(Stored dataset items)

:::

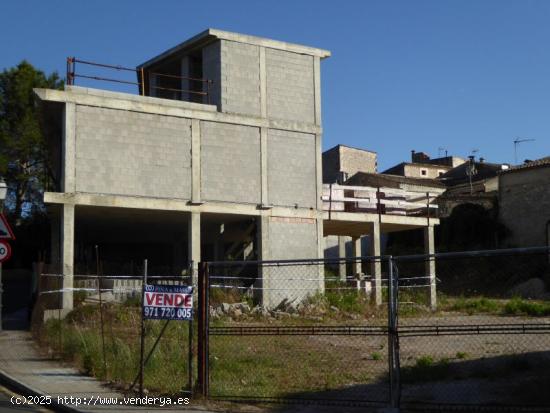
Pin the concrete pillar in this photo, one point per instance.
(194, 243)
(376, 265)
(263, 84)
(67, 255)
(342, 255)
(319, 170)
(429, 248)
(185, 84)
(357, 270)
(263, 254)
(320, 253)
(263, 167)
(195, 161)
(68, 148)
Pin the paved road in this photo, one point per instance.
(6, 405)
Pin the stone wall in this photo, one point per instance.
(431, 171)
(524, 206)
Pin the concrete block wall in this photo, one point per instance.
(290, 238)
(291, 168)
(211, 69)
(290, 86)
(230, 163)
(129, 153)
(240, 78)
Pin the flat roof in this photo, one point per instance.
(210, 35)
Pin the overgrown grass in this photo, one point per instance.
(260, 366)
(78, 339)
(475, 305)
(426, 368)
(517, 306)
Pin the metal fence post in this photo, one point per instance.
(142, 335)
(202, 355)
(393, 353)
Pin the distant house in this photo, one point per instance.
(524, 203)
(342, 162)
(422, 166)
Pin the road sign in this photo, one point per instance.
(168, 302)
(5, 251)
(5, 229)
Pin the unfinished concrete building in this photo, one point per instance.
(223, 162)
(342, 162)
(217, 158)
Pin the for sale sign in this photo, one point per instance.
(167, 302)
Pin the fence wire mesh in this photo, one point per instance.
(488, 343)
(296, 330)
(464, 330)
(101, 334)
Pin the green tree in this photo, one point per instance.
(24, 159)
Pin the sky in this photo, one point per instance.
(433, 76)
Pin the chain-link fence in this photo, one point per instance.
(102, 332)
(296, 330)
(456, 330)
(488, 343)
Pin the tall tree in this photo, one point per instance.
(23, 154)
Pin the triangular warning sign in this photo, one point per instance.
(5, 229)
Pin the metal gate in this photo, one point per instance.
(297, 331)
(293, 331)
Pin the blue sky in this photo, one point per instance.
(459, 75)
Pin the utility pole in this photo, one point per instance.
(517, 141)
(3, 191)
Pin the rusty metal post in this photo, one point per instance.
(428, 206)
(142, 334)
(202, 356)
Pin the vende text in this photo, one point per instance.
(168, 300)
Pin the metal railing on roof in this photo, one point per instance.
(378, 200)
(72, 75)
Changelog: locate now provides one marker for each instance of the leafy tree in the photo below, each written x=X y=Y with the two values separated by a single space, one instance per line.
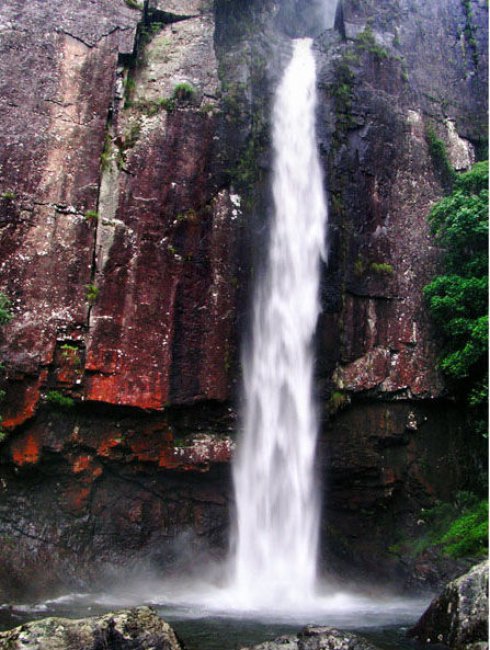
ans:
x=5 y=317
x=458 y=300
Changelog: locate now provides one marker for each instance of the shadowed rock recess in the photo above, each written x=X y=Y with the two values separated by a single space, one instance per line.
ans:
x=134 y=204
x=131 y=629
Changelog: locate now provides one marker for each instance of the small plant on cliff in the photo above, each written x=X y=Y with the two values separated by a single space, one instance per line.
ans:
x=184 y=92
x=58 y=400
x=366 y=42
x=91 y=215
x=5 y=309
x=337 y=402
x=132 y=4
x=382 y=268
x=91 y=293
x=440 y=158
x=458 y=529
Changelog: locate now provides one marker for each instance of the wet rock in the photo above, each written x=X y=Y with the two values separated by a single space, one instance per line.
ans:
x=459 y=616
x=134 y=629
x=315 y=637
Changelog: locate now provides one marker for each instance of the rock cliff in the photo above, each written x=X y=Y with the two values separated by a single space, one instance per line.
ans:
x=134 y=201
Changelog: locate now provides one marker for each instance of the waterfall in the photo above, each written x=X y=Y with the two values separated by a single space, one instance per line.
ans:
x=277 y=505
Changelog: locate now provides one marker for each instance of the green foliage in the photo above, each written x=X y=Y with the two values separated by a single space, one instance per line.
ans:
x=132 y=4
x=151 y=107
x=468 y=534
x=91 y=215
x=58 y=400
x=382 y=268
x=5 y=309
x=5 y=317
x=183 y=92
x=366 y=42
x=129 y=88
x=458 y=300
x=105 y=156
x=440 y=159
x=91 y=293
x=458 y=529
x=337 y=402
x=469 y=31
x=343 y=93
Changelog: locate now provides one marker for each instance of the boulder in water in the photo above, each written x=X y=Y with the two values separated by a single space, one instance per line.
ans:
x=315 y=637
x=129 y=629
x=459 y=616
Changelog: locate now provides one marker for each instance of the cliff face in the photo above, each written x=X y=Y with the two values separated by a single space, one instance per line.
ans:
x=134 y=163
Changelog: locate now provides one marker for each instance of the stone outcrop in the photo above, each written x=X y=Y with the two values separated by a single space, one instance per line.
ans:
x=119 y=236
x=132 y=629
x=458 y=617
x=317 y=638
x=134 y=202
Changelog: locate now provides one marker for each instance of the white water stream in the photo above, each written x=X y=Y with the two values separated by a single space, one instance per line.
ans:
x=277 y=504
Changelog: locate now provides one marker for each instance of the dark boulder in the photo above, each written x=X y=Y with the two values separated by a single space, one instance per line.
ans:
x=459 y=616
x=129 y=629
x=315 y=637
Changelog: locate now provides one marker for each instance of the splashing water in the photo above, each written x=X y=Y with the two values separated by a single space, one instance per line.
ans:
x=277 y=507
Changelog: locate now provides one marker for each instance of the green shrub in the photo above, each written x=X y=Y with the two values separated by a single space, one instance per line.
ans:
x=468 y=534
x=440 y=159
x=458 y=300
x=382 y=268
x=132 y=4
x=5 y=309
x=91 y=215
x=184 y=92
x=58 y=400
x=91 y=293
x=458 y=529
x=337 y=402
x=366 y=42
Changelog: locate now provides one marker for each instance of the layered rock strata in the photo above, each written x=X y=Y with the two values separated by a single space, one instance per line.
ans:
x=134 y=206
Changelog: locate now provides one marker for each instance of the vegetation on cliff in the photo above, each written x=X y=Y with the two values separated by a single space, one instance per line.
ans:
x=458 y=299
x=5 y=317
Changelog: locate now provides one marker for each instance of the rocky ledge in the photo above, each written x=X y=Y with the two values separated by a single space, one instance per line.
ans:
x=131 y=629
x=317 y=638
x=459 y=616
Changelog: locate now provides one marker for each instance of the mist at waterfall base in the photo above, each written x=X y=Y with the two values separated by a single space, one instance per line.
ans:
x=268 y=585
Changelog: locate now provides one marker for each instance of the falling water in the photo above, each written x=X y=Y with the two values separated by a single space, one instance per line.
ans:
x=277 y=507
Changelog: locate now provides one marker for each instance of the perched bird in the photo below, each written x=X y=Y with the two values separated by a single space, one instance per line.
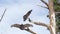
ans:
x=24 y=27
x=27 y=15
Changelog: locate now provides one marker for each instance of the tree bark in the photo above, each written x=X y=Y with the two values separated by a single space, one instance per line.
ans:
x=52 y=18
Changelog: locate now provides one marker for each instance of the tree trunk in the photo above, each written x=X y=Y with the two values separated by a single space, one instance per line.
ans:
x=52 y=18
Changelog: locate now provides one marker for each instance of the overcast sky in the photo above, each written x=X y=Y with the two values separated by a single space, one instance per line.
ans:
x=14 y=15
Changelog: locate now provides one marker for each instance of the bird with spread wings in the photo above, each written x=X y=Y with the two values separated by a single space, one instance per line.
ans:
x=27 y=15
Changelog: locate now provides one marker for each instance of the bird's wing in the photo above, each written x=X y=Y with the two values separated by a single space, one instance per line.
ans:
x=2 y=15
x=30 y=31
x=28 y=25
x=26 y=15
x=29 y=20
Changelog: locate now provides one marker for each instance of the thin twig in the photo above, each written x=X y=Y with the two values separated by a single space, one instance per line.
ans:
x=2 y=15
x=43 y=6
x=44 y=3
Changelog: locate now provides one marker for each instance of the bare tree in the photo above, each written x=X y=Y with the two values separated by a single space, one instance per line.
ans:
x=2 y=15
x=27 y=15
x=52 y=25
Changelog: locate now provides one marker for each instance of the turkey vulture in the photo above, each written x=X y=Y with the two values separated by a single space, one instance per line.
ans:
x=26 y=15
x=24 y=27
x=2 y=15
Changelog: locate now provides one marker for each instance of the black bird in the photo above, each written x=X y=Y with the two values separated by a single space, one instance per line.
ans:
x=29 y=20
x=27 y=15
x=2 y=15
x=24 y=27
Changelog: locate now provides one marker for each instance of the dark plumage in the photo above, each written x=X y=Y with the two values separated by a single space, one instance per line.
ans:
x=27 y=15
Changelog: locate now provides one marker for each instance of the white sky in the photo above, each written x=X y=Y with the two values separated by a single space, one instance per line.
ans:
x=14 y=14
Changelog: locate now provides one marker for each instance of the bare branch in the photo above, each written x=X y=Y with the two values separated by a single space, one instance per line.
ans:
x=41 y=24
x=2 y=15
x=43 y=7
x=30 y=31
x=44 y=3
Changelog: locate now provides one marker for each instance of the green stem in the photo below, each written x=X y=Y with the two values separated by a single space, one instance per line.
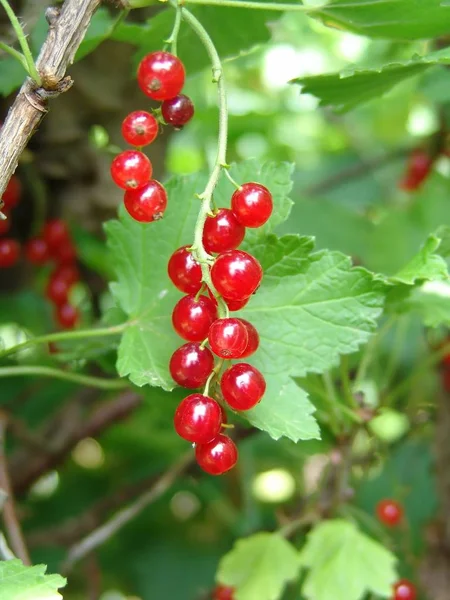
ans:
x=87 y=380
x=22 y=38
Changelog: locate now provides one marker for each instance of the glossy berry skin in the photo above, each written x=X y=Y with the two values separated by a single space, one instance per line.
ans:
x=9 y=252
x=236 y=274
x=177 y=111
x=184 y=271
x=389 y=512
x=198 y=419
x=404 y=590
x=192 y=318
x=131 y=169
x=161 y=75
x=191 y=365
x=222 y=232
x=228 y=338
x=252 y=204
x=147 y=203
x=139 y=128
x=242 y=386
x=217 y=456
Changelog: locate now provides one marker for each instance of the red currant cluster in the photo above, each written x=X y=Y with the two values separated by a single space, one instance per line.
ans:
x=161 y=77
x=235 y=276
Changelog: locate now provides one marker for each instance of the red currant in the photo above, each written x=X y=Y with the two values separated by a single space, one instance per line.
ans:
x=198 y=419
x=192 y=317
x=236 y=274
x=184 y=271
x=9 y=252
x=242 y=386
x=222 y=232
x=191 y=365
x=147 y=203
x=36 y=251
x=161 y=75
x=177 y=111
x=389 y=512
x=139 y=128
x=252 y=204
x=217 y=456
x=131 y=169
x=228 y=338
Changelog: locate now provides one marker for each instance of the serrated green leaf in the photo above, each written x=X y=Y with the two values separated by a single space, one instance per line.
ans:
x=345 y=564
x=259 y=567
x=18 y=582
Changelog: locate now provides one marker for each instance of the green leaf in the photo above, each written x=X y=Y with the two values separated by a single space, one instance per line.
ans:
x=18 y=582
x=345 y=564
x=259 y=567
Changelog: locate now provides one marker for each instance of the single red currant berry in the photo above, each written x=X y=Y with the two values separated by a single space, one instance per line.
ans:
x=177 y=111
x=147 y=203
x=191 y=365
x=161 y=75
x=131 y=169
x=198 y=419
x=139 y=128
x=184 y=271
x=242 y=386
x=389 y=512
x=9 y=252
x=217 y=456
x=222 y=232
x=236 y=274
x=228 y=338
x=404 y=590
x=192 y=317
x=36 y=251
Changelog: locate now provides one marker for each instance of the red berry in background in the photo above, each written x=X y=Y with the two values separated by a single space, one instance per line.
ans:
x=252 y=204
x=198 y=419
x=36 y=251
x=389 y=512
x=228 y=338
x=139 y=128
x=131 y=169
x=192 y=318
x=161 y=75
x=236 y=274
x=147 y=203
x=404 y=590
x=217 y=456
x=9 y=252
x=191 y=365
x=177 y=111
x=222 y=232
x=184 y=271
x=242 y=386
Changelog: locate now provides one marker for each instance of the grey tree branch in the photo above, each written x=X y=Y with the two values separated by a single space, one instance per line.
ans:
x=68 y=26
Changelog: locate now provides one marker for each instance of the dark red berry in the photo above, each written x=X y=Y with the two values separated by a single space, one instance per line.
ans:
x=192 y=318
x=217 y=456
x=131 y=169
x=228 y=338
x=191 y=365
x=242 y=386
x=252 y=204
x=147 y=203
x=236 y=274
x=139 y=128
x=222 y=232
x=9 y=252
x=198 y=419
x=184 y=271
x=177 y=111
x=161 y=75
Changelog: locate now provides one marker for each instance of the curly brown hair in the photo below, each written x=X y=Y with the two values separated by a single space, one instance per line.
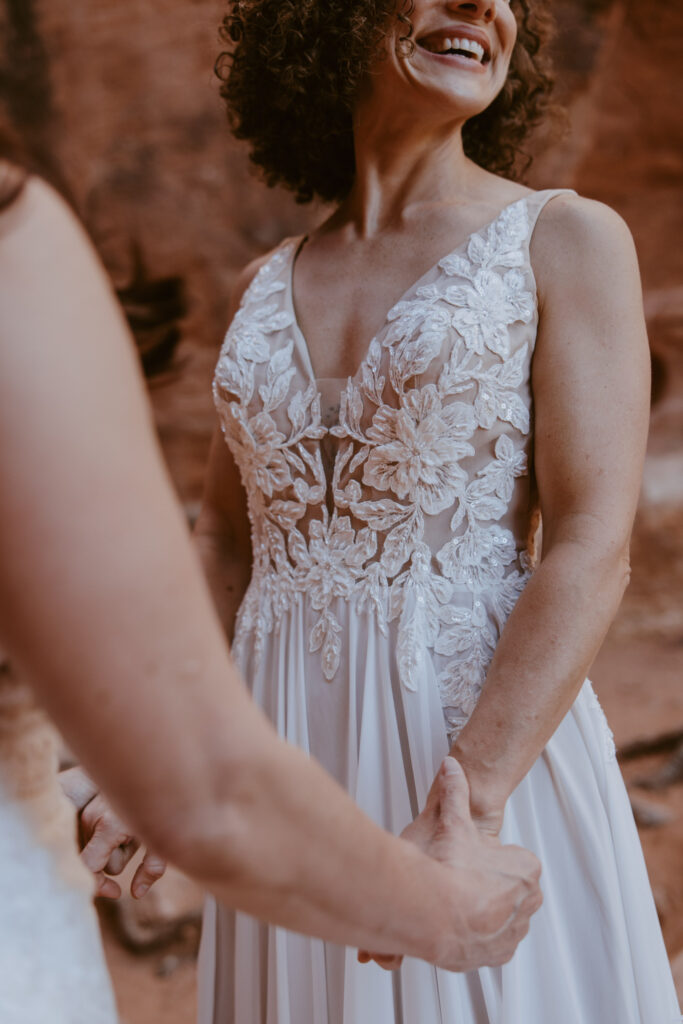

:::

[Task directions]: Select and copy every line of the entries above that contains the word "roof". Case counts, so take only lines whose spelling matches in upper and lower case.

[Task output]:
Pin the flat roof in this photo, one point per instance.
Pin the metal railing on roof in this photo, one point per instance.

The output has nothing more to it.